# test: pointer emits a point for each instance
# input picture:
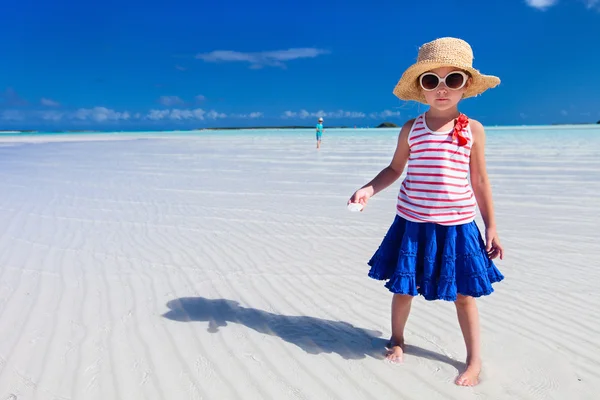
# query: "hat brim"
(408, 86)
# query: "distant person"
(319, 132)
(433, 247)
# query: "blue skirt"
(435, 261)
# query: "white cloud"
(303, 114)
(184, 114)
(169, 101)
(49, 102)
(99, 114)
(12, 115)
(51, 115)
(252, 115)
(541, 4)
(215, 115)
(262, 58)
(12, 99)
(384, 114)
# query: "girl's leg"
(400, 311)
(468, 318)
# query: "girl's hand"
(362, 196)
(493, 247)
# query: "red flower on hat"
(459, 124)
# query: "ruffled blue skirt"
(435, 261)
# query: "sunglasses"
(455, 80)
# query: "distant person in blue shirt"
(319, 132)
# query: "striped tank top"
(436, 188)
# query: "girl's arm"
(389, 174)
(483, 190)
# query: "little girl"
(434, 247)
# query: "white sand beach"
(225, 265)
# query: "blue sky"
(133, 64)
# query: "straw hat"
(444, 52)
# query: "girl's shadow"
(313, 335)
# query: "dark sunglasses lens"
(455, 80)
(429, 81)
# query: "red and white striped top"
(436, 188)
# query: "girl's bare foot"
(395, 351)
(470, 377)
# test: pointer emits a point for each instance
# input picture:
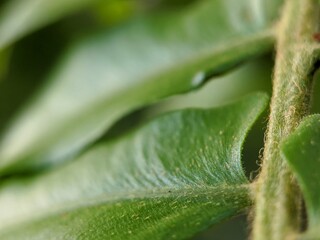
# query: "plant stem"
(276, 215)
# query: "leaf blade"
(135, 66)
(301, 151)
(200, 176)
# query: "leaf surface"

★ ★ ★ ★ ★ ★ ★

GOAL OF THE EXERCISE: Without any pictures, please write out the lines from the one containing "person in blue" through the final line of the data, exactly and inclusive of both ends.

TASK RESPONSE:
# query: "distant person in blue shirt"
(319, 132)
# query: "striped tank top"
(436, 188)
# query: "girl's arm"
(389, 174)
(483, 190)
# query: "little girl"
(434, 247)
# query: "white sand beach"
(225, 265)
# query: "blue sky"
(133, 64)
# query: "straw hat"
(444, 52)
# query: "girl's shadow"
(313, 335)
# query: "dark sunglasses lens"
(455, 80)
(429, 81)
# query: "red and white striped top"
(436, 188)
# query: "girl's bare foot"
(395, 351)
(470, 377)
# test: pointer emits a point for each instance
# input picture:
# query: "plant stem"
(276, 215)
# query: "leaf blade"
(135, 66)
(301, 151)
(200, 176)
# query: "leaf surface"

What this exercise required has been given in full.